_TEXT TO READ:_

>> Start

Italian rules and dictionary

Mauro · August 31, 2012, 4:01pm

Hi,
I’m implementing an eclipse-based document editor and I’m currently testing LT as Spelling Engine.

I’m Italian, so my principal focus is on Italian and English.
Using the defaults, with all rules enabled, finds a lot of false positives, to the point all sentences in my test document had some error.

These come from essentially from:

Missing words (this is strange because OO/LO hunspell dict does include those words!)
Missing words (again, but this time LT is right: these are names not in the vocabulary)
Check verb tenses (lots of them, all false positives)
Common misspellings (false positives)

I know I can completely disable the “faulty” rules, but I’m interested in working together with Your Italian developer to refine them, if possible.

I did not find a way to set “ignore” to some words or add them to some ckind of “user dictionary”.
Can someone point me in the right direction?

TiA
Mauro

dnaber · August 31, 2012, 4:42pm

Hi Mauro,

thanks for your feedback!

These come from essentially from:

Missing words (this is strange because OO/LO hunspell dict does include
those words!)

Could you post some examples?

I know I can completely disable the “faulty” rules, but I’m interested in
working together with Your Italian developer to refine them, if
possible.

>> End

_INFORMATION GIVEN:_
>> Start

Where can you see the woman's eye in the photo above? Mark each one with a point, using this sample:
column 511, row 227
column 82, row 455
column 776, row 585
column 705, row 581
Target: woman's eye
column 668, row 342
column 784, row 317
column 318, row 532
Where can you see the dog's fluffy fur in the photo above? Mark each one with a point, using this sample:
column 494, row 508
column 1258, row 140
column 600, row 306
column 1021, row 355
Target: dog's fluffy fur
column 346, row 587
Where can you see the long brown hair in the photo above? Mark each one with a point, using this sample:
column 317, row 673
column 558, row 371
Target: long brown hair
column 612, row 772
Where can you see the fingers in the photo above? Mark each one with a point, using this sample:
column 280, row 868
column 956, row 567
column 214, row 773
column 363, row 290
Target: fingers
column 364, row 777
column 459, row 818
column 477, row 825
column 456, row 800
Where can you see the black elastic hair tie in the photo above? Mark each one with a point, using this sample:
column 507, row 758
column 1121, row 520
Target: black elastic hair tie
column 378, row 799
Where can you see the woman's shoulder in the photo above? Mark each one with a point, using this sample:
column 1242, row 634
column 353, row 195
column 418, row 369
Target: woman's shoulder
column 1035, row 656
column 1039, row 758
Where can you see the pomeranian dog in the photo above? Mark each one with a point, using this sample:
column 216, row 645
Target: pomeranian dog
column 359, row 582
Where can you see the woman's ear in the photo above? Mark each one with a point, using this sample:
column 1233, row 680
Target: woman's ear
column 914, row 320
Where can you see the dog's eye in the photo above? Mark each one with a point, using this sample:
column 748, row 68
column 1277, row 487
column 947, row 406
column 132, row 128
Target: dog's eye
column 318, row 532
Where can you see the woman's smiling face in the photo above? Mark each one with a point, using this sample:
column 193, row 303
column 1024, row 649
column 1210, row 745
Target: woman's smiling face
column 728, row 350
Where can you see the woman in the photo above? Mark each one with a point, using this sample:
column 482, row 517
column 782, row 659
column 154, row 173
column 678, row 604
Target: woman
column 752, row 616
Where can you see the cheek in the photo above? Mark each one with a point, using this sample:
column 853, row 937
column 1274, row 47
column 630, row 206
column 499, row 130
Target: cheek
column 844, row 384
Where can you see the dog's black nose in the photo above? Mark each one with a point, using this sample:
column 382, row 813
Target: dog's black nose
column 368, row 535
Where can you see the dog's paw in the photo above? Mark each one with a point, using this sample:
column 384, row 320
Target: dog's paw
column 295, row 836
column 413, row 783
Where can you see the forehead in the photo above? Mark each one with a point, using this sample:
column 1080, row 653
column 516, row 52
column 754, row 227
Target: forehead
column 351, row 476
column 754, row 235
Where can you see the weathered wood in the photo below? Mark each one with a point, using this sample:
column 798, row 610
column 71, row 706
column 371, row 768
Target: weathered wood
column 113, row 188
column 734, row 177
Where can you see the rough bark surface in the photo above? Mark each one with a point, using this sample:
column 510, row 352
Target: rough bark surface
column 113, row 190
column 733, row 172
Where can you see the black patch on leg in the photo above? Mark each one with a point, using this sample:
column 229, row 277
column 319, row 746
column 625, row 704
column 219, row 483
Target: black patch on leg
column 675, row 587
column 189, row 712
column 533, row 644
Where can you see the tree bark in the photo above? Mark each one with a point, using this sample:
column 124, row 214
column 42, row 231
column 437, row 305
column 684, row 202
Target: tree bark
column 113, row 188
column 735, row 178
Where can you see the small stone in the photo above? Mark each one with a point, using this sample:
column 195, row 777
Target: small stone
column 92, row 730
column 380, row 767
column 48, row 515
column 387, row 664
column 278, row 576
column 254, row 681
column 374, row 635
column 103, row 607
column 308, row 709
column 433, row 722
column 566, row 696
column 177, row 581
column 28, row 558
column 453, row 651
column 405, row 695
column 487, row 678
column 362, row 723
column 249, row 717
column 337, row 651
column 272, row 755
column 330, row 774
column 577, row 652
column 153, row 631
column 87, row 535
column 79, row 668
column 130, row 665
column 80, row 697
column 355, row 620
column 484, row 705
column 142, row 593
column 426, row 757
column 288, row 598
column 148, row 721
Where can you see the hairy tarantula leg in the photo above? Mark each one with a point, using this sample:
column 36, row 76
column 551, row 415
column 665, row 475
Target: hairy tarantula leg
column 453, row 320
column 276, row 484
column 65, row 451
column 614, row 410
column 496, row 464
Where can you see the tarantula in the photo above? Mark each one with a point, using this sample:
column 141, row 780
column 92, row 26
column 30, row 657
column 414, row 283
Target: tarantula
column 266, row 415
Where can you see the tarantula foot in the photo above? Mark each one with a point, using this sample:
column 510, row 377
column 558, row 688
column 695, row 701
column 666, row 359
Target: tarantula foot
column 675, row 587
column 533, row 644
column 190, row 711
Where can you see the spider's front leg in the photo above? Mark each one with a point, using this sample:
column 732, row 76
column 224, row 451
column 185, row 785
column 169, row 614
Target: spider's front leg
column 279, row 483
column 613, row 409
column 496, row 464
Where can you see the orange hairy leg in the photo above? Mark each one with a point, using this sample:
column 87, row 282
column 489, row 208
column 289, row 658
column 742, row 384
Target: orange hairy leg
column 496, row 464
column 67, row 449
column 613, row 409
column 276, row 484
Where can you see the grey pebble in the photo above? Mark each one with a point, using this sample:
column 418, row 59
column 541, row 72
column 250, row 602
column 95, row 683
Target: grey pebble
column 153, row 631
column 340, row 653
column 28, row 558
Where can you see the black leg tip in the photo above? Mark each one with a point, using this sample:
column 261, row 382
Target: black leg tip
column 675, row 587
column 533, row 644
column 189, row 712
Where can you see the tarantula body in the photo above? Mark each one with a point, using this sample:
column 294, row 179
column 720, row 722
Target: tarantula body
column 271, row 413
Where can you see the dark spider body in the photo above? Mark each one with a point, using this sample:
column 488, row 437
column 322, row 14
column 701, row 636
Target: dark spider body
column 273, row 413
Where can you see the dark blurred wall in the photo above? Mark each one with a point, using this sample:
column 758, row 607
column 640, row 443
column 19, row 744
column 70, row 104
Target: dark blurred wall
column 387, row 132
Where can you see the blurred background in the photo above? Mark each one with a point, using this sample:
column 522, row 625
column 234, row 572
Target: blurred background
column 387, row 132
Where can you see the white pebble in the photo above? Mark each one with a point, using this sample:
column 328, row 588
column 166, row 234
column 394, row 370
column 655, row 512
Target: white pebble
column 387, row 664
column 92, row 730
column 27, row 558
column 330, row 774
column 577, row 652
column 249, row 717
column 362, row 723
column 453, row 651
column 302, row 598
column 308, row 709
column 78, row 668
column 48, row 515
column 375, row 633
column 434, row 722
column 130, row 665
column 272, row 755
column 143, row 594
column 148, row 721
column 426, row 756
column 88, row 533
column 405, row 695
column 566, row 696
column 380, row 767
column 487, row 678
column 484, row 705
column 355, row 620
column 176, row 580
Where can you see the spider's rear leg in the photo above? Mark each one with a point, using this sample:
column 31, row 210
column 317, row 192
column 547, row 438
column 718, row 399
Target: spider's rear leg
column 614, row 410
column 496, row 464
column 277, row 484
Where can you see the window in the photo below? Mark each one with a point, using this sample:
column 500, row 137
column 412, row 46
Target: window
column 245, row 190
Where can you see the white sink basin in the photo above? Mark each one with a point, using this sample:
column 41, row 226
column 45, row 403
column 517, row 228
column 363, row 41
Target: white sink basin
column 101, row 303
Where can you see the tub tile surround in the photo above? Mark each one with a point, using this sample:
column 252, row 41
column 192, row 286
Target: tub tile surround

>> End

_THINGS TO DO:_
A – Decide whether each statement agrees with the forum thread on Italian rules: (i) Mauro is testing LT as the spelling engine for an eclipse-based document editor. (ii) Mauro says the verb tense check produced only a few false positives. (iii) dnaber asks Mauro to post some examples. For each, answer yes or no and quote the words from the thread that decide it.
B – In the rows, retype everything from the first line down to the line containing "column 728, row 350", with both ends included.

_SOLVED PROBLEMS:_
A –
(i) Yes: "I’m implementing an eclipse-based document editor and I’m currently testing LT as Spelling Engine."
(ii) No: "Check verb tenses (lots of them, all false positives)"
(iii) Yes: "Could you post some examples?"

B –
Where can you see the woman's eye in the photo above? Mark each one with a point, using this sample:
column 511, row 227
column 82, row 455
column 776, row 585
column 705, row 581
Target: woman's eye
column 668, row 342
column 784, row 317
column 318, row 532
Where can you see the dog's fluffy fur in the photo above? Mark each one with a point, using this sample:
column 494, row 508
column 1258, row 140
column 600, row 306
column 1021, row 355
Target: dog's fluffy fur
column 346, row 587
Where can you see the long brown hair in the photo above? Mark each one with a point, using this sample:
column 317, row 673
column 558, row 371
Target: long brown hair
column 612, row 772
Where can you see the fingers in the photo above? Mark each one with a point, using this sample:
column 280, row 868
column 956, row 567
column 214, row 773
column 363, row 290
Target: fingers
column 364, row 777
column 459, row 818
column 477, row 825
column 456, row 800
Where can you see the black elastic hair tie in the photo above? Mark each one with a point, using this sample:
column 507, row 758
column 1121, row 520
Target: black elastic hair tie
column 378, row 799
Where can you see the woman's shoulder in the photo above? Mark each one with a point, using this sample:
column 1242, row 634
column 353, row 195
column 418, row 369
Target: woman's shoulder
column 1035, row 656
column 1039, row 758
Where can you see the pomeranian dog in the photo above? Mark each one with a point, using this sample:
column 216, row 645
Target: pomeranian dog
column 359, row 582
Where can you see the woman's ear in the photo above? Mark each one with a point, using this sample:
column 1233, row 680
Target: woman's ear
column 914, row 320
Where can you see the dog's eye in the photo above? Mark each one with a point, using this sample:
column 748, row 68
column 1277, row 487
column 947, row 406
column 132, row 128
Target: dog's eye
column 318, row 532
Where can you see the woman's smiling face in the photo above? Mark each one with a point, using this sample:
column 193, row 303
column 1024, row 649
column 1210, row 745
Target: woman's smiling face
column 728, row 350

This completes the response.